▶ Extracted entries
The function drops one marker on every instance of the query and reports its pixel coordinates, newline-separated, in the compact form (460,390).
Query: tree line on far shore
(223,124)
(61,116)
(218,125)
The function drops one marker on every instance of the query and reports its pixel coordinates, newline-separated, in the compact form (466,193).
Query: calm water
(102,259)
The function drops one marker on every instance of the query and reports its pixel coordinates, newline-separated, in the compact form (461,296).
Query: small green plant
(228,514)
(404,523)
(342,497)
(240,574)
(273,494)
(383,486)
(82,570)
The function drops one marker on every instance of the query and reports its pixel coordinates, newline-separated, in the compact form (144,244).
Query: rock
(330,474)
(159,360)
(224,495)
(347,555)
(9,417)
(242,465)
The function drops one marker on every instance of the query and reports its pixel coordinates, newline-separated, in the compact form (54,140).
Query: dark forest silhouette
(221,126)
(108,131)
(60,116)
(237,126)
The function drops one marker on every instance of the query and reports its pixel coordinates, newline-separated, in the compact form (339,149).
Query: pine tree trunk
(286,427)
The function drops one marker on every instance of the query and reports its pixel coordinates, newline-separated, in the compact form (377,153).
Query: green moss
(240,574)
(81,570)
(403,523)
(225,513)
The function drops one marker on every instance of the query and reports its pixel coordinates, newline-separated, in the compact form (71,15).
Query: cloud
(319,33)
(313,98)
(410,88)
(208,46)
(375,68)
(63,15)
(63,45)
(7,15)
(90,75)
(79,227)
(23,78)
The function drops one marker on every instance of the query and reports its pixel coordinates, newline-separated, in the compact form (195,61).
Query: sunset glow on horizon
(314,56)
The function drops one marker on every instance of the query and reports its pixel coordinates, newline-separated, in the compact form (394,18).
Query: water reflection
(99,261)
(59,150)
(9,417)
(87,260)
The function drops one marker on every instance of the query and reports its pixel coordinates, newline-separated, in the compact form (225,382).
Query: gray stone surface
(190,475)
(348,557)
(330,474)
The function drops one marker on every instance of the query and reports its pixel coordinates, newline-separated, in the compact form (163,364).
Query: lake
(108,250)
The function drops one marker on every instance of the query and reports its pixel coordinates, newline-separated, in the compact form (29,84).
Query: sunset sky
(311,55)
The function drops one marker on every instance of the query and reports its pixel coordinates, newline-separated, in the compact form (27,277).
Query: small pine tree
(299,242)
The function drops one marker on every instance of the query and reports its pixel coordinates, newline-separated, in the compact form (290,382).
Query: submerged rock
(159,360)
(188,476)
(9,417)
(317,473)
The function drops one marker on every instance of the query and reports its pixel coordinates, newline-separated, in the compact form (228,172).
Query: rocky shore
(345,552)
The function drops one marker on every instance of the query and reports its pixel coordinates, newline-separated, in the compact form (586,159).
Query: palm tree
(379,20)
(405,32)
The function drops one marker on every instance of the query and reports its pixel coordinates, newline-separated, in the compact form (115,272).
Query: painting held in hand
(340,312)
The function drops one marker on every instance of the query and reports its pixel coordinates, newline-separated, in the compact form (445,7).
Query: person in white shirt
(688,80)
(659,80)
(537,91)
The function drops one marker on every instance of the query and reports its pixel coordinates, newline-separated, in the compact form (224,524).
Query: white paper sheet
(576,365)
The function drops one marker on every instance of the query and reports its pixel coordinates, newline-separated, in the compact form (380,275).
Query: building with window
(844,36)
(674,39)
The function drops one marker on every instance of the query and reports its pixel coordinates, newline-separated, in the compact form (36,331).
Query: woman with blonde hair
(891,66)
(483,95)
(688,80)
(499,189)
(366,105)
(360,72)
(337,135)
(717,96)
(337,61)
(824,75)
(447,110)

▶ Task goal
Output every record above a second time, exactly.

▶ Exercise solution
The function drops one marker on every instance of the query and reports its pixel coordinates, newline-separated, in the compact form (460,390).
Query: tree line on far shore
(223,124)
(61,116)
(218,125)
The function drops one marker on every instance of the query and reports its pixel coordinates, newline-separated, in the compact form (466,193).
Query: calm water
(102,259)
The function drops one marker on every instance of the query and reports its pixel coordinates, newline-separated, in the compact form (461,296).
Query: small green plant
(228,514)
(404,523)
(342,497)
(240,574)
(273,494)
(383,486)
(82,570)
The function drops one marker on every instance of the query and reports its pixel coordinates, newline-separated, in the compact form (144,244).
Query: rock
(330,474)
(159,360)
(224,495)
(347,555)
(9,417)
(242,465)
The function drops one marker on every instance of the query and reports its pixel coordinates, newline-separated, in the compact form (54,140).
Query: dark forest silhouette
(221,126)
(108,131)
(60,116)
(237,126)
The function drops one marker on every instance of the query and reports its pixel coordinates, newline-separated, in the compact form (339,149).
Query: pine tree trunk
(286,427)
The function drops one marker on every instance of the query and reports its pixel coordinates, newline-separated, in the compact form (377,153).
Query: green moss
(240,574)
(81,570)
(403,523)
(225,513)
The function drops one marker on every instance of the query and reports its pixel coordinates, newline-separated, in the compact form (71,15).
Query: cloud
(319,33)
(313,98)
(410,88)
(208,46)
(375,68)
(63,15)
(63,45)
(7,15)
(90,75)
(79,227)
(23,78)
The function drops one marker on every instance of the query and reports its pixel coordinates, newline-separated, in the compact form (195,61).
Query: sunset glow on horizon
(314,56)
The function drops one marker on every instance of the query and reports its pixel coordinates, newline-separated, in the compact form (394,18).
Query: water reflection
(99,261)
(59,150)
(9,417)
(87,260)
The function drops one marker on every instance of the query and reports its pixel coordinates, newline-separated, in the compact form (225,382).
Query: gray stone surface
(190,475)
(348,557)
(330,474)
The function drops one marker on every instance of the query and reports its pixel coordinates, newline-separated, in the compact form (163,364).
Query: lake
(108,250)
The function drops one marker on every instance of the query and reports its pixel coordinates, newline-separated, in the compact form (29,84).
Query: sunset sky
(311,55)
The function drops one marker on every instance of the query and reports its pixel coordinates, newline-separated, in the compact form (27,277).
Query: small pine tree
(299,242)
The function drops one marker on every instance of the query and reports its pixel coordinates, newline-separated, in the compact form (290,382).
Query: submerged rock
(159,360)
(188,476)
(9,417)
(317,473)
The function drops one marker on every instance of the query and reports its pixel coordinates, newline-separated, in the compact form (228,172).
Query: rocky shore
(345,552)
The function drops one marker on every instance of the query and reports its pixel coordinates, newline-separated, in the compact form (586,159).
Query: palm tree
(379,20)
(405,32)
The function drops one marker on every instance of the query and reports its pixel coordinates, newline-separated, in the compact form (115,272).
Query: painting held in hand
(340,312)
The function drops one marker on every instance of the query and reports its pixel coordinates, newline-separated, in the compact form (445,7).
Query: person in white shirt
(688,80)
(659,80)
(537,91)
The function drops one marker on every instance of the query and reports its pixel coordinates, newline-separated, in the compact form (224,524).
Query: white paper sheet
(576,365)
The function drops one marker on every instance of the query and reports its pixel coordinates, newline-separated, in the compact form (380,275).
Query: building with window
(844,36)
(674,39)
The function drops one marker on every instance of the query and reports its pixel coordinates, newline-separated, in the compact form (36,331).
Query: woman with blonde hair
(891,66)
(483,95)
(688,80)
(499,189)
(366,105)
(360,72)
(337,135)
(717,96)
(337,61)
(824,75)
(447,110)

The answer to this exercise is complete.